SHORT TASK 1
According to the excerpt on competition below, which company markets MeV systems that compete with the Company's MeV ion implantation systems?

EXCERPT
##########

Competition. The semiconductor manufacturing capital equipment industry is
highly competitive. The Company faces substantial competition throughout the
world. The Company believes that to remain competitive, it will require
significant financial resources in order to offer a broader range of products,
to maintain customer service and support centers worldwide and invest in
product and process research and development. Many of the Company's existing
and potential competitors have substantially greater finanical resources, more
extensive engineering, manufacturing, marketing and customer service and
support capabilities, as well as greater name recognition than the Company.
The Company expects its competitors to continue to improve the design and
performance of their current products and processes and to introduce new
products and processes with improved price and performance characteristics. If
the Company's competitors enter into strategic relationships with leading
semiconductor manufacturers covering MeV or CVD products similar to those sold
by the Company, it would materially adversely affect the Company's ability
to sell its products to these manufacturers. There can be no assurance that
the Company will continue to compete successfully in the United States or
worldwide. The Company faces direct competition in CVD tungsten silicide from
Applied Materials, Inc. and Tokyo Electron, Ltd. In the MeV marketplace, the
Company's MeV ion implantation systems compete with MeV systems marketed by
Eaton Corporation. There can be no assurance that these or other cometitors
will not succeed in developing new technologies, offering products at lower
prices than those of the Company or obtaining market acceptance for product
more rapidly than the Company.

##########

DATA EXTRACT
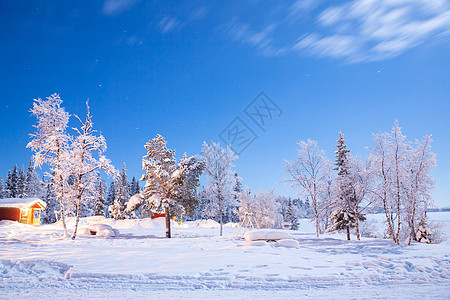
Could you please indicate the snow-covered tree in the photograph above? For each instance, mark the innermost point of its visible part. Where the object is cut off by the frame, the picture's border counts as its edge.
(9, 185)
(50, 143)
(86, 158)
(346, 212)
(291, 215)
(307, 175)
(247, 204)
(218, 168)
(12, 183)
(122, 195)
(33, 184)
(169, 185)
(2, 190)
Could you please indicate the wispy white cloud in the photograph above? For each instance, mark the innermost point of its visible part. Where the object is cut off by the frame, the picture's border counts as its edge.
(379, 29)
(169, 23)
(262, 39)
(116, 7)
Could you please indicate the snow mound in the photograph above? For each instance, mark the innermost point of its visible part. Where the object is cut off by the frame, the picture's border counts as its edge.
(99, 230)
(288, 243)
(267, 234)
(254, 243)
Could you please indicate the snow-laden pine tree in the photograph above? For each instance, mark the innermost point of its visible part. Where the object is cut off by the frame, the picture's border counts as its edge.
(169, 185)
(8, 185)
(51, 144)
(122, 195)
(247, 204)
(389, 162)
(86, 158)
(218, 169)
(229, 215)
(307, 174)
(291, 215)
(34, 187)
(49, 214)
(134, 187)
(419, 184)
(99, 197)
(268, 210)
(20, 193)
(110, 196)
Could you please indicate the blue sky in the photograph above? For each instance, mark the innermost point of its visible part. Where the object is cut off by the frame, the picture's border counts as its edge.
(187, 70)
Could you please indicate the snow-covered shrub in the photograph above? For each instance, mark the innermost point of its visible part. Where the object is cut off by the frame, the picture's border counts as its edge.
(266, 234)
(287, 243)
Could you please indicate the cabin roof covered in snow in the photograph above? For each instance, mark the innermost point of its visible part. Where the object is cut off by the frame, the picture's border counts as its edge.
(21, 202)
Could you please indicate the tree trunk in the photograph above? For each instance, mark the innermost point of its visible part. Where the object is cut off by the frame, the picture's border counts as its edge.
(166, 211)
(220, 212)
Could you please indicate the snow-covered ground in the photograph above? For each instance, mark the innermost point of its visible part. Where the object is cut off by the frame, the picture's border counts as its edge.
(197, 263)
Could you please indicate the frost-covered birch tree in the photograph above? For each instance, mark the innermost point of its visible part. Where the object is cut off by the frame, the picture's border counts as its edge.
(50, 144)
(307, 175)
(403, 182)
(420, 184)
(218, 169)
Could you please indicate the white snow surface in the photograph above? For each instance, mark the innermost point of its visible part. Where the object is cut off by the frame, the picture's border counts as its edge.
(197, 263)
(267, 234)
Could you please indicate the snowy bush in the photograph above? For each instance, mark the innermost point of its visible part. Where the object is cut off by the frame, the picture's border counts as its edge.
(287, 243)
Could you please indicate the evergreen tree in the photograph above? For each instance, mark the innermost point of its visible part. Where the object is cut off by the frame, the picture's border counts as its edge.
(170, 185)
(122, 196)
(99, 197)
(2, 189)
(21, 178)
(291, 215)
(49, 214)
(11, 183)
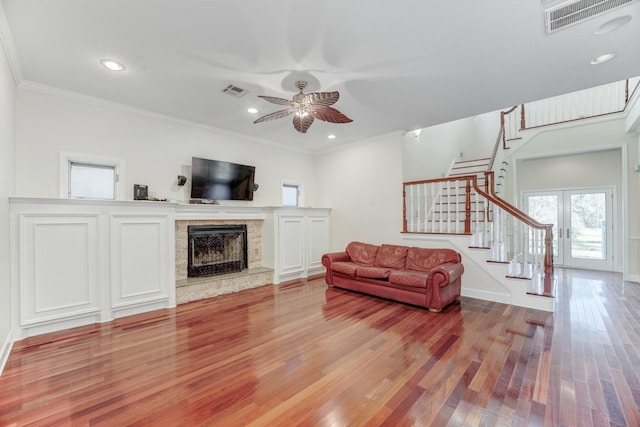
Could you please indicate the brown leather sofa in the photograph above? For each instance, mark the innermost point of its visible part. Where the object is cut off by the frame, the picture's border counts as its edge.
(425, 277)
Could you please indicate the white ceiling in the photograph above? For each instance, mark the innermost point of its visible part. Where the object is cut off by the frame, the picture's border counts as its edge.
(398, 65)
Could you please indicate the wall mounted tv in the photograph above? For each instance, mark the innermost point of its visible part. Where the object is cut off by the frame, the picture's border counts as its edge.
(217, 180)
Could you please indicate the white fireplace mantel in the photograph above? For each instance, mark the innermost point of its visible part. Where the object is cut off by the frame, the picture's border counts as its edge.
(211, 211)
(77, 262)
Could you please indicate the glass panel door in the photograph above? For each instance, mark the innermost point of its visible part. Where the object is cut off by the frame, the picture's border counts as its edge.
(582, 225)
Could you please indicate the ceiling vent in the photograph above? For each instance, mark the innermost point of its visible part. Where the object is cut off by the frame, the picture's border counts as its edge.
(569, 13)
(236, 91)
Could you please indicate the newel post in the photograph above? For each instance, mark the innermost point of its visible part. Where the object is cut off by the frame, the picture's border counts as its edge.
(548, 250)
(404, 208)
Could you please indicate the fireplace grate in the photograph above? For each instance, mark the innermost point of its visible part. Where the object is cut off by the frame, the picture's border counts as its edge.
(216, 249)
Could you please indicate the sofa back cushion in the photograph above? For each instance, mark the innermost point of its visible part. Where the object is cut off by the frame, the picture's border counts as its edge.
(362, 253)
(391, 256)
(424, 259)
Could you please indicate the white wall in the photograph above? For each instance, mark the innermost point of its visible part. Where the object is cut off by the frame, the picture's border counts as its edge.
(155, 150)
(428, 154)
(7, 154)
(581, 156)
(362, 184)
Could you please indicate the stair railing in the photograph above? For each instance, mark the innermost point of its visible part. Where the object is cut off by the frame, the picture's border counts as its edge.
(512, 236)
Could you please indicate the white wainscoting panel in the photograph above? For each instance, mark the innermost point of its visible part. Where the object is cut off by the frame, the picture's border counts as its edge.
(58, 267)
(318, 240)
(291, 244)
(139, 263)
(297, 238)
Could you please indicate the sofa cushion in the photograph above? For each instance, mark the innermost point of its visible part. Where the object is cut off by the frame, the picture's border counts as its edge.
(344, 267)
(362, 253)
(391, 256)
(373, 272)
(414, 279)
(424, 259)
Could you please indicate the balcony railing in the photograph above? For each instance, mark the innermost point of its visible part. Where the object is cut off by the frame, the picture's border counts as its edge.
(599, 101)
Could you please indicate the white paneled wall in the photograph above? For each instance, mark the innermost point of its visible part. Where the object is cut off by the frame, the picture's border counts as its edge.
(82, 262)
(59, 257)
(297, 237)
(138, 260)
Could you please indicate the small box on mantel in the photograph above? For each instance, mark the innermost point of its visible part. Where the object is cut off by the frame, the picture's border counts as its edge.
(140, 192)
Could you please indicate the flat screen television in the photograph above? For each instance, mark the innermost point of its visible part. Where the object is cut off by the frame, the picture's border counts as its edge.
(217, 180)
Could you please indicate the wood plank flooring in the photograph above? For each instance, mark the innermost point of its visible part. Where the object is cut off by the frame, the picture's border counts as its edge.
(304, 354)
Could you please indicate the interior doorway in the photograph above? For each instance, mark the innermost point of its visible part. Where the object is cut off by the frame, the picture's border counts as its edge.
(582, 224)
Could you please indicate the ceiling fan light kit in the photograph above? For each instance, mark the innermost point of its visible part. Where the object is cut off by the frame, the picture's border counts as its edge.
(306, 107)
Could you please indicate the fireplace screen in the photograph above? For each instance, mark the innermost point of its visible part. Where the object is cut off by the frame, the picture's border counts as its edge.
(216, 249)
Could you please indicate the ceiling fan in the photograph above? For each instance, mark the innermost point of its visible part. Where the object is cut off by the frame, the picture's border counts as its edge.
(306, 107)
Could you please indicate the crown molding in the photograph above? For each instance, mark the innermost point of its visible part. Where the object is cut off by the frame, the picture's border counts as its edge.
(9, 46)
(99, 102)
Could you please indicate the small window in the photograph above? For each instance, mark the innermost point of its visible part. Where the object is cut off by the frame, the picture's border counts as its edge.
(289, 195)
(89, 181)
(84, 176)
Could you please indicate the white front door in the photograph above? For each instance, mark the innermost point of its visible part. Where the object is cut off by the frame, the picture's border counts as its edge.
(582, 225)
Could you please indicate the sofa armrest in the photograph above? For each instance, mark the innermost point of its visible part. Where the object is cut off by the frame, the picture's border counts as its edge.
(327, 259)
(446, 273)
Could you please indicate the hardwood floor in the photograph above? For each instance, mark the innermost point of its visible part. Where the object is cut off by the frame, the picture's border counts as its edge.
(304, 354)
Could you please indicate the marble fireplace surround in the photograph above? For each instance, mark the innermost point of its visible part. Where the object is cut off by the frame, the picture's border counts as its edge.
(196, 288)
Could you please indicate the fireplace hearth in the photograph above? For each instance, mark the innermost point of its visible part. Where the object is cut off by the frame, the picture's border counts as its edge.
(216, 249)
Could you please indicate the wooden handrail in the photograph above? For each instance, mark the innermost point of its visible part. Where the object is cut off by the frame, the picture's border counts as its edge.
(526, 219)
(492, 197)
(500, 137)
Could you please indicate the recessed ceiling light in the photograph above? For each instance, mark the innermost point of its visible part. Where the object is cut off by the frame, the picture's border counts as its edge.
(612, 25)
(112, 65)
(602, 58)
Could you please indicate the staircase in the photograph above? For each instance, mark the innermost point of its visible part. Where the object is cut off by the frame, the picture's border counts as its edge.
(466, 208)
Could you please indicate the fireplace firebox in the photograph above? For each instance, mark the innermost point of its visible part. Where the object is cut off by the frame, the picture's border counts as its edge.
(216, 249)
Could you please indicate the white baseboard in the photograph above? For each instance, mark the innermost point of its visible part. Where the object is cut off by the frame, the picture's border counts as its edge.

##########

SHORT TASK 2
How many lines in the rows above contain the string "plank"? Give only the number.

FULL ANSWER 1
Eaton Corporation

FULL ANSWER 2
1